== What you need to do ==
Please tally the lines of the records that contain "tree" and send back only the total.

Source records
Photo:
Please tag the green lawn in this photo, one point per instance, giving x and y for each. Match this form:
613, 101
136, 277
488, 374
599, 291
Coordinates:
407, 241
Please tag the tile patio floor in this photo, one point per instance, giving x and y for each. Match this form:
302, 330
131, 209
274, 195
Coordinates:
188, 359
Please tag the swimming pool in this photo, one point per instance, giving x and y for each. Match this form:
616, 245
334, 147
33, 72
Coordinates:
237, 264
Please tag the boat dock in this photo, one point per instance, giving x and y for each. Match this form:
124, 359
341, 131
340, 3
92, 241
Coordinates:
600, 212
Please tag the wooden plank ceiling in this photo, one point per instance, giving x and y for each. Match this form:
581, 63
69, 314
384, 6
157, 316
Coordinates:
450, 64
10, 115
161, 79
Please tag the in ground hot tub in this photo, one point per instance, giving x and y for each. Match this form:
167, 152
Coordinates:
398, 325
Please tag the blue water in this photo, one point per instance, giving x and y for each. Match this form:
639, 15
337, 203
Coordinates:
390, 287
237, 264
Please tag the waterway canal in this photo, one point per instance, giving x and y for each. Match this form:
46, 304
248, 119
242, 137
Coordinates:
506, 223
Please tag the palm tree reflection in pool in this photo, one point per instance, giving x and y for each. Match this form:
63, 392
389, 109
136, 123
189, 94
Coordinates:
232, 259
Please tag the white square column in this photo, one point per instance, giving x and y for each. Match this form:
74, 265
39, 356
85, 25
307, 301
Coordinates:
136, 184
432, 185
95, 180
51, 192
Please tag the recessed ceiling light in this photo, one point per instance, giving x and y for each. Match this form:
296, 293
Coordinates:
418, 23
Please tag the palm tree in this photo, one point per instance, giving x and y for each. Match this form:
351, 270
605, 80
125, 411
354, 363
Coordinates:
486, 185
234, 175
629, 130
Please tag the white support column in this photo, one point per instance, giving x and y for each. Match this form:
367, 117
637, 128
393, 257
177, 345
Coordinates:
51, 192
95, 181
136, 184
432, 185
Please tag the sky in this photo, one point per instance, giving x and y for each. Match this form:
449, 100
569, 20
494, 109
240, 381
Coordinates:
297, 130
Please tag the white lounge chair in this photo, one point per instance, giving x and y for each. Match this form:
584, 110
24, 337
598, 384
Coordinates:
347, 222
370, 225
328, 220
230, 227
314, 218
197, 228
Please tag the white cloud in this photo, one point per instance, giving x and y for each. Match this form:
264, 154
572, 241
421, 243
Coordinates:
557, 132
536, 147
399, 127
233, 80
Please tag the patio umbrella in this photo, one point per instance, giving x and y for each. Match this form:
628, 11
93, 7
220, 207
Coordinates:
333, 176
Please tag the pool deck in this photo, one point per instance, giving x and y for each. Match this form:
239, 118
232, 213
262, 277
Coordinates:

== Answer below ==
2